Gekozen tekst:
::::
Werkgroep 1: Eigendom, zakelijke rechten, originaire wijzen van
eigendomsverkrijging
Tekst I: Instituten van Justinianus 4,6,1
Alle acties waarmee tussen partijen ten overstaan van een rechter of
scheidsrechter over enigerlei zaak een geschil wordt opgeworpen, laten
zich in een hoofdindeling tot twee typen herleiden: zij zijn namelijk
zakelijk of persoonlijk. Iemand procedeert immers steeds met de
persoon die jegens hem uit contract of uit delict verbonden is; in dit
geval zijn de acties die ingevoerd zijn persoonlijk, en de eiser stelt daarin
dat de wederpartij hem behoort te geven, of behoort te geven en te
doen of een andere rechtsbewering. Of hij procedeert tegen degene die
jegens hem uit geen enkele rechtsbetrekking verbonden is, wanneer hij
desondanks tegen iemand over enigerlei zaak een geschil wil
aanspannen; in dit geval zijn de acties die gevoerd zijn zakelijk. Een
voorbeeld: als iemand een lichamelijke zaak bezit waarvan Titius
beweert dat deze hem toebehoort, maar de bezitter stelt dat hij zelf
eigenaar is: als Titius dan in rechte beweert dat deze hem toebehoort, is
er een zakelijke actie.
1. Wat is het onderscheid tussen persoonlijke en zakelijke acties?
Persoonlijke acties hebben betrekking op een bepaald persoon, zakelijke
acties hebben betrekking op een zaak en kunnen tegen ieder worden
ingeroepen (onafhankelijk van een persoon). Bij persoonlijke actie gaat
het om een wederpartij waarmee je een rechtsverhouding hebt (bijv.
overeenkomst/(on)rechtmatige daad). Zakelijke acties kunnen tegen
iedereen worden ingezet en is daarom ook een absoluut recht (bijv.
eigendom). Er is dan sprake van een zaaksgevolg.
2. Met welke tweedeling in het huidige recht komt dat overeen?
Persoonlijke acties komen overeen met het verbintenissenrecht. Dit is
relatief en kan slechts worden ingeroepen tegen partijen van een
overeenkomst. Het goederenrecht komt overeen met zakelijke acties.
Het kan worden ingeroepen tot eenieder. (Zie aantekeningen kennisclip
absoluut/relatief recht)
3. Wat is het verschil tussen de Romeinse indeling en de huidige
Nederlandse indeling?
::::
Rijen met gegevens:
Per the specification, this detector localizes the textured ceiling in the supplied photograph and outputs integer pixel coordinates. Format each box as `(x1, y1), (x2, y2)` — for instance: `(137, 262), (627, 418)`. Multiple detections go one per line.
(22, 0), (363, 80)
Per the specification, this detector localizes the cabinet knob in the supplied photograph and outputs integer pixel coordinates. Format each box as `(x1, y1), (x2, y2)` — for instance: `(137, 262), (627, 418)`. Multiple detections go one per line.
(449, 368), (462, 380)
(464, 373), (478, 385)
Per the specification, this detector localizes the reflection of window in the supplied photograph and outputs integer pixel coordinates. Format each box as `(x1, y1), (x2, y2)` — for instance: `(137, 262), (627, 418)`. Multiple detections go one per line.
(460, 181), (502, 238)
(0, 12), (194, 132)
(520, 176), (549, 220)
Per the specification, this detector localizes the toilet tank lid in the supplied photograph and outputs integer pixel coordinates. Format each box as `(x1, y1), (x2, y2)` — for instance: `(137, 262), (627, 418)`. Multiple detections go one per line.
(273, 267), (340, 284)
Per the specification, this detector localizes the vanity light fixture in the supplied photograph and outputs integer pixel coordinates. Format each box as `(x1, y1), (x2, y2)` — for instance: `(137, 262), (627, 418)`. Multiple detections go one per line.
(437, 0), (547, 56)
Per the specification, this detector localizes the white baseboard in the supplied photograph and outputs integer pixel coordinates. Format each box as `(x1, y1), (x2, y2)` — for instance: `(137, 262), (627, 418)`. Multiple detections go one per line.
::::
Opdrachten:
(1) Schrijf alle genummerde vragen op uit de tekst over zakelijke en persoonlijke acties.
(2) Zet in de tekst over zakelijke en persoonlijke acties de alinea die begint met "Persoonlijke acties komen overeen" om in een korte opsomming met dezelfde hoofdpunten.
(3) Ga verder met de tekst over zakelijke en persoonlijke acties, vanaf het punt waar die nu ophoudt.
De rijen staan helemaal los van de tekst over zakelijke en persoonlijke acties.

Antwoorden:
(1)
1. Wat is het onderscheid tussen persoonlijke en zakelijke acties?
2. Met welke tweedeling in het huidige recht komt dat overeen?
3. Wat is het verschil tussen de Romeinse indeling en de huidige Nederlandse indeling?

(2)
- Persoonlijke acties horen bij het verbintenissenrecht. Dat recht is relatief en geldt alleen tegenover de partijen bij een overeenkomst.
- Zakelijke acties horen bij het goederenrecht. Dat recht kan tegenover iedereen worden ingeroepen.

(3)
Romeinen denken in acties, waardoor het lastiger is om naar de rechter
te gaan, het is een gesloten stelsel. Volgens het Nederlandse recht kun
je gemakkelijk naar de rechter gaan, in het verbintenissenrecht kun je
oneindig procederen. Voor de romeinen was er in goederenrecht en
verbintenissenrecht een gesloten stelsel. In het romeinse recht gaat het
onderscheid in het procesrecht, terwijl in het Nederlands recht het
onderscheid ziet op het materiele recht.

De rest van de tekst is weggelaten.